● **Given problem**
Copy out, exactly as given, every line from the line with "Objective — one point on each instance of the excavator" to the end of the listing, both of those lines included.

● **Entries supplied**
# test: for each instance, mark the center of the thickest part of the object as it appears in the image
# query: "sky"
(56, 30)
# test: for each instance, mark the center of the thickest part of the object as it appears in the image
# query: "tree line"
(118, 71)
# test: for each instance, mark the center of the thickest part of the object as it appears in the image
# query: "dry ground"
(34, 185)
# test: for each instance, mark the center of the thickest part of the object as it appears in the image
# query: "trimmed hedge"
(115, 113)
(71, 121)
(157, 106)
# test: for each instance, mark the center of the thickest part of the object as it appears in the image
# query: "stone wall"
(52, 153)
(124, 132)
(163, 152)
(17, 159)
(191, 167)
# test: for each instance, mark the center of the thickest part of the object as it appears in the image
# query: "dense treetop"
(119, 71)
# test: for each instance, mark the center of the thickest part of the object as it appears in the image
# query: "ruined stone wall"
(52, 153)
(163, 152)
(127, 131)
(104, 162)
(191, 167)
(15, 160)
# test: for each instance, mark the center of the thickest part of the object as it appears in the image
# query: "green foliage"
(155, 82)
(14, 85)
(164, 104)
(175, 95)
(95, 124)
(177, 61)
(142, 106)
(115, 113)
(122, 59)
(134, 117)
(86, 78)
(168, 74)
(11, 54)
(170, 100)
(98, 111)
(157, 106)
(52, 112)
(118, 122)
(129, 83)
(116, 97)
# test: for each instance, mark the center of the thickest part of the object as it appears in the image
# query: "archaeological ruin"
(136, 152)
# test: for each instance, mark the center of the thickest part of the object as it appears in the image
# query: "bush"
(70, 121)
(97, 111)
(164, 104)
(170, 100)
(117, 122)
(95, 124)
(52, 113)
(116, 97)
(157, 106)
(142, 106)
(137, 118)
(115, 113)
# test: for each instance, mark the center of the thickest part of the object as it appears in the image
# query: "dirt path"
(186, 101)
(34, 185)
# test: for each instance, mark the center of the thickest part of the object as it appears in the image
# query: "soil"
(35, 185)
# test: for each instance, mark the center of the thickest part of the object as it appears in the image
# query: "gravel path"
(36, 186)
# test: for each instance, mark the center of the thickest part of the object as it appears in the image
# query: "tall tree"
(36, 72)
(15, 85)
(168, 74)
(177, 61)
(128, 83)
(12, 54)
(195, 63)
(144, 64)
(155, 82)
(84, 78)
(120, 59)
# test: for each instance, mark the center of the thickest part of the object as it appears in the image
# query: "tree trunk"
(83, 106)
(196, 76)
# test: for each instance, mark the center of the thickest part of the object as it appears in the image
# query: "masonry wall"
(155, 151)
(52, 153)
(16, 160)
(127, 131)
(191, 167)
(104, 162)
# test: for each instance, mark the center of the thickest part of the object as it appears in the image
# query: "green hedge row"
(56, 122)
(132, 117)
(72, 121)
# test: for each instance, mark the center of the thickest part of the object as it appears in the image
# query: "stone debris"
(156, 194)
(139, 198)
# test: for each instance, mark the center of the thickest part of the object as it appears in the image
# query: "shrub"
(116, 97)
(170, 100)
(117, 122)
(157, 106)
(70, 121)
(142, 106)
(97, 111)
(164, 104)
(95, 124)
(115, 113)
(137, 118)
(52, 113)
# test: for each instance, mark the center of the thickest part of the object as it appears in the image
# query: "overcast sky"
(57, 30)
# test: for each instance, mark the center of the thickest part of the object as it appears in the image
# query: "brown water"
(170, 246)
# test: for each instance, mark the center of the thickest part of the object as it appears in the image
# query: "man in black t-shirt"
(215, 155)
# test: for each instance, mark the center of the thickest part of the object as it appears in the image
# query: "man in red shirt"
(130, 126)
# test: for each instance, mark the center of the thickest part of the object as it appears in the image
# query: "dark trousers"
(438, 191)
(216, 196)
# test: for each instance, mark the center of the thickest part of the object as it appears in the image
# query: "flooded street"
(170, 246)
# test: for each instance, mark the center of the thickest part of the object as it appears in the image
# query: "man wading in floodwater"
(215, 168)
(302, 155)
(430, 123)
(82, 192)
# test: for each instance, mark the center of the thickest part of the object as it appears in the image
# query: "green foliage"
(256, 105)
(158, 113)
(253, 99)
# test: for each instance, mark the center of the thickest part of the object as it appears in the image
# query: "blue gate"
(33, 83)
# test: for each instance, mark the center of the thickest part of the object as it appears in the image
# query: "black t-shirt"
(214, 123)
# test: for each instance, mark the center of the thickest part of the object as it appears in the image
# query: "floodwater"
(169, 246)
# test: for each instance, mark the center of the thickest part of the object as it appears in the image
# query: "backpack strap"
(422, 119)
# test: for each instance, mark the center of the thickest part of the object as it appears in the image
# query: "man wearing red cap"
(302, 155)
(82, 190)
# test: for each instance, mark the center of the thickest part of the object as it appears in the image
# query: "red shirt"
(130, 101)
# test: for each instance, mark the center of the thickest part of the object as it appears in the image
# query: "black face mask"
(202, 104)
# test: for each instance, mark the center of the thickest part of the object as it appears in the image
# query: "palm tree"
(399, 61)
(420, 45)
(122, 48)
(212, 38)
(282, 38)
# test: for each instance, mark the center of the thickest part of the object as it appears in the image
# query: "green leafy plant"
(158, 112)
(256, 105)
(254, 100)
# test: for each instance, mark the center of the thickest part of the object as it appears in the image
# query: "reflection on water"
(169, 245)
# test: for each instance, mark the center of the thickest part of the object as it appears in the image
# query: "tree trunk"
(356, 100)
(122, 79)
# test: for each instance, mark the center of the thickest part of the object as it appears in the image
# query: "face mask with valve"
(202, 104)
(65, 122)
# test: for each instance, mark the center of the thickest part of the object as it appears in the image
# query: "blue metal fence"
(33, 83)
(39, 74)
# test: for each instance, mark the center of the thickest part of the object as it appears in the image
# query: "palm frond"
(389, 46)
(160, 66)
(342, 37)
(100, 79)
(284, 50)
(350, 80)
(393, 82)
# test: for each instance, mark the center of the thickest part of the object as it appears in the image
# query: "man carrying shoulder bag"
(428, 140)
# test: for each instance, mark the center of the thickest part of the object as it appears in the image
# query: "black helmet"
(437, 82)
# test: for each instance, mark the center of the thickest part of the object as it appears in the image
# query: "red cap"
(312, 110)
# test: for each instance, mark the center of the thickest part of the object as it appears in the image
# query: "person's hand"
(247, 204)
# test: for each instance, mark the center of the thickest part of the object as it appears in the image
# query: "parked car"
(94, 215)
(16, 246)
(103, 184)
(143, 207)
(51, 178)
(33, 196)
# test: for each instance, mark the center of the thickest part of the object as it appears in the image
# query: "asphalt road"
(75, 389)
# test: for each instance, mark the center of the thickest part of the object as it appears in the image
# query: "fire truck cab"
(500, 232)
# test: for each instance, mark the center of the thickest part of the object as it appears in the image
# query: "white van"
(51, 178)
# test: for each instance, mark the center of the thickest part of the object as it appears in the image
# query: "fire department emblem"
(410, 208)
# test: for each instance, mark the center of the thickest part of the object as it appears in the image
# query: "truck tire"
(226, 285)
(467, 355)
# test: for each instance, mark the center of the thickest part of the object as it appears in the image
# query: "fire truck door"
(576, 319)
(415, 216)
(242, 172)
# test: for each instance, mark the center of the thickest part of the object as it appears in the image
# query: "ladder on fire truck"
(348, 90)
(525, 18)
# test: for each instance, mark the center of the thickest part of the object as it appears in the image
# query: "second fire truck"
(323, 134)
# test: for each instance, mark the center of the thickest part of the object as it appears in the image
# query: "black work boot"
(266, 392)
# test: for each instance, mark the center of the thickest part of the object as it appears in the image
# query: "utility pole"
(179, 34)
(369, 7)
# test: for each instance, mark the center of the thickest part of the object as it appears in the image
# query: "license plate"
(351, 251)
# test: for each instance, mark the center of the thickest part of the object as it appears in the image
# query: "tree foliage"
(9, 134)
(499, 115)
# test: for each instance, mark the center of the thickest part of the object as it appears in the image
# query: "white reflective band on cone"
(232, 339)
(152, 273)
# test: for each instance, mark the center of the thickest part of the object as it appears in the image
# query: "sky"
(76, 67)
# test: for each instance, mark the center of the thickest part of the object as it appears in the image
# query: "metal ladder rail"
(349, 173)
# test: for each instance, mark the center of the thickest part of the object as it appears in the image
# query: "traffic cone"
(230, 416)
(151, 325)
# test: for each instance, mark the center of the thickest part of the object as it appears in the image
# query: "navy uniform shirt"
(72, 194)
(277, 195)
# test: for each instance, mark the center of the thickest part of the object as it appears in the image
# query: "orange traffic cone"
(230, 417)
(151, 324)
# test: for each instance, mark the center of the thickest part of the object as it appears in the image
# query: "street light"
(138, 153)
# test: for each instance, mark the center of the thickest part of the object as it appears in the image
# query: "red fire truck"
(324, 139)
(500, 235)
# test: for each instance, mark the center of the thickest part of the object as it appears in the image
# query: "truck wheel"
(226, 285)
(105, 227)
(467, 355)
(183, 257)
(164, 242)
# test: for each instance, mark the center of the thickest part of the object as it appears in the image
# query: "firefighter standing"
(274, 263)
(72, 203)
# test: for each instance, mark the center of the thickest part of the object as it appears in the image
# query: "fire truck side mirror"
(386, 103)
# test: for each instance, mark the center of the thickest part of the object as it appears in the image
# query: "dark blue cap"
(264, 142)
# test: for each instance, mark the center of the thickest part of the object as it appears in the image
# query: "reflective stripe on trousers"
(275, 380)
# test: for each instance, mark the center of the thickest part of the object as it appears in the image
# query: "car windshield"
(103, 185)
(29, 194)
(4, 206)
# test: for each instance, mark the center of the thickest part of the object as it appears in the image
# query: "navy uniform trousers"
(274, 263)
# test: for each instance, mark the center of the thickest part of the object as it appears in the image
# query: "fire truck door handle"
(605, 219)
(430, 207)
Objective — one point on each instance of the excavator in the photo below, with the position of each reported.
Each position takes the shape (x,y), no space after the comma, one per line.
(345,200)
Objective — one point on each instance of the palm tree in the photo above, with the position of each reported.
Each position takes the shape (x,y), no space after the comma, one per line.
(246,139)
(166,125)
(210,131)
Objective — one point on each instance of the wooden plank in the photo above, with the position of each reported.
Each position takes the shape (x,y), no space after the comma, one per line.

● **Response to the exercise**
Objective — one point on each instance of the excavator in the photo below, with the position of each reported.
Each position takes the shape (x,y), no space after the comma, one per line.
(345,200)
Objective — one point on each instance of the palm tree in the photo above, with the position of each reported.
Each position takes the shape (x,y), no space after the comma, one per line.
(246,139)
(166,125)
(210,131)
Objective — one point on each instance of the wooden plank in the photo above, with the position of each reported.
Each position takes the shape (x,y), no space after the comma, one per line.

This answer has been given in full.